Aim: Please reproduce the items word for word, starting with their first line and going on through the line that contains "[(148, 212), (90, 173), (59, 198), (91, 262)]".

*** Dataset extract

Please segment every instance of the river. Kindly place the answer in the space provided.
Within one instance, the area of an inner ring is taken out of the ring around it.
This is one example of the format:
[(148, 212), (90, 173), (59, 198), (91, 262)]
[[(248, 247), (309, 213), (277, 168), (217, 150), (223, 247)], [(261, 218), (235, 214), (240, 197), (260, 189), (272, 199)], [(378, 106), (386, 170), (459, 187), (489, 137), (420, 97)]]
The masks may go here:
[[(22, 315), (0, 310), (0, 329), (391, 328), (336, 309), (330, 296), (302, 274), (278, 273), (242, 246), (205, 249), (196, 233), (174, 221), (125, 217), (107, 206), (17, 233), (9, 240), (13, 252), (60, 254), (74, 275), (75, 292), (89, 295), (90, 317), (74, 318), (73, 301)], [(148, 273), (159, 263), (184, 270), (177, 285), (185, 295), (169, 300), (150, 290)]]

******

Problem solution:
Please segment every instance of the river. Kindly place the answer in the space provided.
Within one instance, the area of an inner ring is taken out of the ring around it.
This is one example of the format:
[(148, 212), (90, 173), (59, 198), (91, 262)]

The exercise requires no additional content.